*** Provided data ***

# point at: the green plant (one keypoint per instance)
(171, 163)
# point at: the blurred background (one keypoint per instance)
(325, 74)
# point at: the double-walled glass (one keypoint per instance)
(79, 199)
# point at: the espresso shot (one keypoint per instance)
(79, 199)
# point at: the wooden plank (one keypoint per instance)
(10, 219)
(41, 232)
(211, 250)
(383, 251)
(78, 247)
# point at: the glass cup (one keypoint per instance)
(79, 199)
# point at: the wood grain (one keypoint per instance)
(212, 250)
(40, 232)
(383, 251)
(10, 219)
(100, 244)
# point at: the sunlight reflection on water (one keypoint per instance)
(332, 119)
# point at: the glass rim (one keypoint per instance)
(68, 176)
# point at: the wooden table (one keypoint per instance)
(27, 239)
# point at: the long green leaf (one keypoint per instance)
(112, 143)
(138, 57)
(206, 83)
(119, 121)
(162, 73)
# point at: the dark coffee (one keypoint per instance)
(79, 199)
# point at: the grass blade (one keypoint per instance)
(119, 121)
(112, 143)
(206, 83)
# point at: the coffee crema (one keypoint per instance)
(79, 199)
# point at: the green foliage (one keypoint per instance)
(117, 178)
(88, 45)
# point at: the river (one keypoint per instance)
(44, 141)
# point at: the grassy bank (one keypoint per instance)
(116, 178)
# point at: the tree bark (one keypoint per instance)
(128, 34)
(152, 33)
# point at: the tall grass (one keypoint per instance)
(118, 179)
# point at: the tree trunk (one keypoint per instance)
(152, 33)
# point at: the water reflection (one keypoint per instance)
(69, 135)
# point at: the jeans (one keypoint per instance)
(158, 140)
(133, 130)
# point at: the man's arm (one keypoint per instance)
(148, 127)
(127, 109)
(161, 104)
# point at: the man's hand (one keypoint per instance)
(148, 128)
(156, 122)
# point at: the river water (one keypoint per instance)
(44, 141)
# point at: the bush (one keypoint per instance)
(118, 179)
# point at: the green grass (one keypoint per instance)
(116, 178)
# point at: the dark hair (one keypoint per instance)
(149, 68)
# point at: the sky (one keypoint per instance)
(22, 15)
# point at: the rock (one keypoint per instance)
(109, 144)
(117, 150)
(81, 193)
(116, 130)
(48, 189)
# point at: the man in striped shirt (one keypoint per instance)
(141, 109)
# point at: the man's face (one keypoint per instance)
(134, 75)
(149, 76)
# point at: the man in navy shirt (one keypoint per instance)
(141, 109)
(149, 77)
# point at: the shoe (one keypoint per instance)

*** End of Provided data ***

● **Problem to solve**:
The data above should be returned in full, exactly as written.

● **Response area**:
# point at: the green plant (one keypoint per instance)
(171, 163)
# point at: the blurred background (one keypoint per instance)
(325, 74)
# point at: the double-walled glass (one keypoint per instance)
(79, 199)
# point at: the espresso shot (one keypoint per instance)
(79, 199)
# point at: the wooden plank (one keypoint per instance)
(10, 219)
(41, 232)
(211, 250)
(383, 251)
(78, 247)
# point at: the glass cup (one keypoint per instance)
(79, 199)
# point at: the wood grain (one keypoint per instance)
(212, 250)
(40, 232)
(383, 251)
(10, 219)
(100, 244)
# point at: the sunlight reflection on water (one keypoint per instance)
(332, 119)
# point at: the glass rim (one keypoint per instance)
(68, 176)
# point at: the wooden table (one keypoint per instance)
(27, 239)
# point at: the long green leaf (one keypoint per instance)
(112, 143)
(138, 57)
(206, 83)
(119, 121)
(162, 73)
# point at: the dark coffee (one keypoint per instance)
(79, 199)
# point at: the grass blade (one keypoint per instance)
(119, 121)
(112, 143)
(206, 83)
# point at: the coffee crema (one keypoint per instance)
(79, 199)
# point at: the green foliage (one keypoint per instance)
(117, 178)
(88, 45)
# point at: the river (one keypoint per instance)
(44, 141)
# point at: the grassy bank (one keypoint per instance)
(116, 178)
# point at: the tree bark (one keypoint per instance)
(128, 34)
(152, 33)
# point at: the tall grass (one keypoint per instance)
(118, 179)
# point at: the tree trunk (one keypoint per instance)
(152, 33)
# point at: the water reflection (one keypoint per instance)
(69, 135)
# point at: the jeans (one keypoint per instance)
(158, 140)
(133, 130)
# point at: the man's arm (one keypoint per instance)
(148, 127)
(127, 109)
(161, 104)
# point at: the man's hand (one keypoint per instance)
(148, 128)
(156, 122)
# point at: the river water (one keypoint per instance)
(44, 141)
# point at: the bush (one keypoint per instance)
(118, 179)
# point at: the green grass (one keypoint per instance)
(116, 178)
# point at: the dark hair (one keypoint per instance)
(149, 68)
# point at: the sky (one keypoint per instance)
(22, 15)
# point at: the rock (one keypoint per instance)
(109, 144)
(117, 150)
(81, 193)
(116, 130)
(48, 189)
# point at: the man in striped shirt (one keypoint per instance)
(141, 109)
# point at: the man's face (one keypoint per instance)
(134, 75)
(149, 76)
# point at: the man in navy shirt (one keypoint per instance)
(141, 109)
(149, 77)
# point at: the shoe (one keypoint per instance)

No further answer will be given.